Questions on the material:
1 > Answer these questions from the article on the airborne coral reef survey:
(a) How long will the CORAL project run?
(b) Which organization developed PRISM?
(c) The relative abundance of which three things will the spectral signatures be used to catalogue?
2 > Extend the article about the airborne coral reef survey with a few more paragraphs that pick up after its final quotation.

A Sky-High Survey of Coral Reefs

A birds-eye view reveals the mosaic of coral and sand on a reef. WorldView-2 imagery from DigitalGlobe, Inc.

NASA’s Earth Venture Suborbital-2 Program has awarded BIOS scientist Dr. Eric Hochberg a grant to initiate the COral Reef Airborne Laboratory (CORAL). The three-year project will use an instrument mounted within the belly of an airplane to survey reefs around the world.  By using airborne data to calculate the amount of coral present on a reef, and to assess the processes underpinning coral reef growth or decline, CORAL provides a new and unprecedented perspective on coral reef ecosystems.

Beginning in 2016, CORAL will assess reefs in Florida, Hawaii, Palau, the Mariana Islands and Australia’s Great Barrier Reef using the Portable Remote Imaging Spectrometer (PRISM). While a consumer digital camera captures red, blue, and green wavelengths of light to form images that human eyes can process, PRISM was developed by NASA’s Jet Propulsion Laboratory (JPL) to capture hundreds of additional shades of color from the spectrum of incoming light, and specifically designed to collect this data over coastal waters.

The CORAL science team will process and interpret the complex spectra captured by PRISM.  By developing algorithms to account for ways the atmosphere and water filter light, the team will identify the unique spectral signatures of corals and algae as they absorb some wavelengths and reflect others. These spectral signatures will be used to catalogue the relative abundance of coral, algae, and sand over entire reefs in the Atlantic and across the Pacific.

“It’s taken nearly twenty years to develop the underlying coral reef science, to develop the science behind the spectral signatures, and for the technology to actually make this possible,” said Hochberg.

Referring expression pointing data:

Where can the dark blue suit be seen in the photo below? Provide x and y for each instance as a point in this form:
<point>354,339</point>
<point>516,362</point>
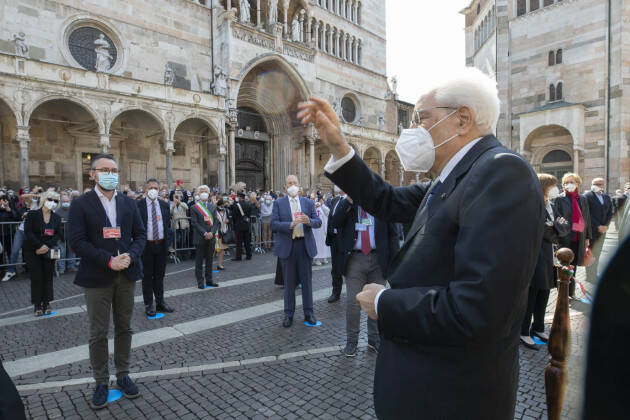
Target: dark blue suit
<point>295,255</point>
<point>85,225</point>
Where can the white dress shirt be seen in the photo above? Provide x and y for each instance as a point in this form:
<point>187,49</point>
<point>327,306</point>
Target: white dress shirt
<point>109,206</point>
<point>334,165</point>
<point>158,214</point>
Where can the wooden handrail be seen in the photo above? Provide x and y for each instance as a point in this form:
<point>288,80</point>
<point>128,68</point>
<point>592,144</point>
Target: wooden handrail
<point>558,345</point>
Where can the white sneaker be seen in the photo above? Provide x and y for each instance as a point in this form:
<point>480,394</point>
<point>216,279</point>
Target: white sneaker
<point>8,276</point>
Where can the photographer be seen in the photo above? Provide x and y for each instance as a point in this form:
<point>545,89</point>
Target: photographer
<point>43,231</point>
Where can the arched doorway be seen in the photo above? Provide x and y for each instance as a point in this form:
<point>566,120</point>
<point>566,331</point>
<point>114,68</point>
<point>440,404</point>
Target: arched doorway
<point>137,140</point>
<point>270,141</point>
<point>196,156</point>
<point>63,134</point>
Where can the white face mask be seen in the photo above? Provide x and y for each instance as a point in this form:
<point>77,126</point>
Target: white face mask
<point>293,190</point>
<point>416,148</point>
<point>570,186</point>
<point>553,193</point>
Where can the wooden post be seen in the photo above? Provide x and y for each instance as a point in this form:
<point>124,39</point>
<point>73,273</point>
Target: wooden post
<point>558,345</point>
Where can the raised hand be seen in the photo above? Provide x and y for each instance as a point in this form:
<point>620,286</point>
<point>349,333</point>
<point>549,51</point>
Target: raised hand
<point>321,114</point>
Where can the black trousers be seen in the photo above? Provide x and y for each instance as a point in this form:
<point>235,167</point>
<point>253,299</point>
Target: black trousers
<point>204,253</point>
<point>154,266</point>
<point>243,239</point>
<point>336,257</point>
<point>41,270</point>
<point>11,406</point>
<point>537,306</point>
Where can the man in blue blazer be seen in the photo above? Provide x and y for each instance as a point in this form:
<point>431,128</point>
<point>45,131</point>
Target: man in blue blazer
<point>107,233</point>
<point>292,220</point>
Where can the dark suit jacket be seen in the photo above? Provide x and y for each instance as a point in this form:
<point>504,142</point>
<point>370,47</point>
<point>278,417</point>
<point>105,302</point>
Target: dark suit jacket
<point>281,219</point>
<point>565,208</point>
<point>601,214</point>
<point>450,323</point>
<point>85,226</point>
<point>34,230</point>
<point>385,235</point>
<point>200,226</point>
<point>166,220</point>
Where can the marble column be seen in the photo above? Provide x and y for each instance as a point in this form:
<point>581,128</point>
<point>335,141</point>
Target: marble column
<point>23,137</point>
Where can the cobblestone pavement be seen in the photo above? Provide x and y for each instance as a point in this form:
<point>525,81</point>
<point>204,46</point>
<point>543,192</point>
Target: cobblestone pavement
<point>229,357</point>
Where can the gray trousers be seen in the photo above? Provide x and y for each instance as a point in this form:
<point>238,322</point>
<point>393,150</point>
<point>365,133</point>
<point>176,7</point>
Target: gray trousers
<point>361,270</point>
<point>100,300</point>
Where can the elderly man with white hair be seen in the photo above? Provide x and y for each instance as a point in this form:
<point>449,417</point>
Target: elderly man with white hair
<point>450,323</point>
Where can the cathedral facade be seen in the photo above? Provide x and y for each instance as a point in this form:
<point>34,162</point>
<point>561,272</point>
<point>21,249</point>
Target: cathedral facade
<point>561,68</point>
<point>202,91</point>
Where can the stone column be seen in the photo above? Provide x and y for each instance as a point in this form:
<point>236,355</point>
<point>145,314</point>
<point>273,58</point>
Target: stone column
<point>103,142</point>
<point>23,137</point>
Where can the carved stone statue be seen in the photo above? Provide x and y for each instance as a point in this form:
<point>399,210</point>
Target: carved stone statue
<point>245,11</point>
<point>220,81</point>
<point>21,49</point>
<point>103,58</point>
<point>296,31</point>
<point>273,12</point>
<point>169,75</point>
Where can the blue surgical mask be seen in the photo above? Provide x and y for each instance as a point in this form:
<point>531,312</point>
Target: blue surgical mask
<point>108,181</point>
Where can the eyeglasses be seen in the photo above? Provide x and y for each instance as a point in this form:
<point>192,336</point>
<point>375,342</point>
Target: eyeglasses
<point>106,170</point>
<point>417,119</point>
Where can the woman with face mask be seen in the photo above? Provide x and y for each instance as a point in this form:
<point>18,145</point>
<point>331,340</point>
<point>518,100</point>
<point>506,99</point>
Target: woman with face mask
<point>573,206</point>
<point>43,230</point>
<point>544,278</point>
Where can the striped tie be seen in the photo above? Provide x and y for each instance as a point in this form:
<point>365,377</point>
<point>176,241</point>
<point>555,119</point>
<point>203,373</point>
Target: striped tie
<point>156,235</point>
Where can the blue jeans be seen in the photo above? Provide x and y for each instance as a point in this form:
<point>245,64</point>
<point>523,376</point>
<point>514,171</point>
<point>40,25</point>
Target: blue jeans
<point>18,240</point>
<point>66,252</point>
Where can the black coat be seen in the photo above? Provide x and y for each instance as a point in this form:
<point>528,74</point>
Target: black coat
<point>565,209</point>
<point>166,220</point>
<point>601,214</point>
<point>85,226</point>
<point>385,235</point>
<point>450,324</point>
<point>34,230</point>
<point>545,273</point>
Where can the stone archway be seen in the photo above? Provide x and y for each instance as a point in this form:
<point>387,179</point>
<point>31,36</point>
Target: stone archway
<point>137,140</point>
<point>196,154</point>
<point>268,94</point>
<point>63,134</point>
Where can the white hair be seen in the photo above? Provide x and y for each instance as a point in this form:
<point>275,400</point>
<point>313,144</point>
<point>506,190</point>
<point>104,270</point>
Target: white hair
<point>474,89</point>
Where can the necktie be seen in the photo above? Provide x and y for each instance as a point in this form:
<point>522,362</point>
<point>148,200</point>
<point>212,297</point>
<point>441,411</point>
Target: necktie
<point>156,235</point>
<point>366,246</point>
<point>298,231</point>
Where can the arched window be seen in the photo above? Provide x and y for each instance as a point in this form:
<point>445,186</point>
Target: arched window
<point>559,91</point>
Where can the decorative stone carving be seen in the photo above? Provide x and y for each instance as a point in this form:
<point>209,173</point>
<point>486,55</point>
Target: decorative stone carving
<point>169,75</point>
<point>245,11</point>
<point>21,49</point>
<point>103,58</point>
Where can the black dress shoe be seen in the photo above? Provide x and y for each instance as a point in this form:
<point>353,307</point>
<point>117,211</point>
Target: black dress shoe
<point>163,307</point>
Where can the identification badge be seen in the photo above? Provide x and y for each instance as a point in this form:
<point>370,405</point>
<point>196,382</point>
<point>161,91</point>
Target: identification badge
<point>111,233</point>
<point>360,227</point>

Set of answers:
1 >
(a) Three years.
(b) NASA's Jet Propulsion Laboratory (JPL).
(c) Coral, algae, and sand.

2 >
Balanced coral reef ecosystems, renowned and highly valued for their biodiversity, are a mosaic of coral, algae and sand.  When the system is disturbed, algae often begin to engulf the dying corals; if reef-building corals do not rebound, the reef structure built over thousands of years will erode into rubble.  As living coral is lost, a plethora of organisms lose their habitat or sustenance and the entire reef ecosystem is radically – and at some point irrevocably – altered.  Therefore, scientists consider the amount of living coral present on a reef an indicator of reef degradation and recovery.  While underwater divers can only survey a fraction of a percent of the total reef, CORAL’s airborne surveys will collect coral cover data on a spatial scale a thousand times larger.

Furthermore, it is estimated that thirty percent of the world’s coral reefs may already be degraded as a result of pollution, warming coastal waters, destructive fishing, and other human impacts, but it is very difficult to use those factors to clearly explain the amount of coral present on a reef.  Nor do physical variables like light, waves, or seawater acidity clearly explain the amount of coral on a reef. Hochberg argues the lack of relationships indicates the need for expanded, uniform studies.  Additionally, other variables – like the rates of calcification as corals lay down their skeletons, and the amount of solar-fueled primary production providing sustenance for the complex reef food web – may be strong predictors of coral reef condition.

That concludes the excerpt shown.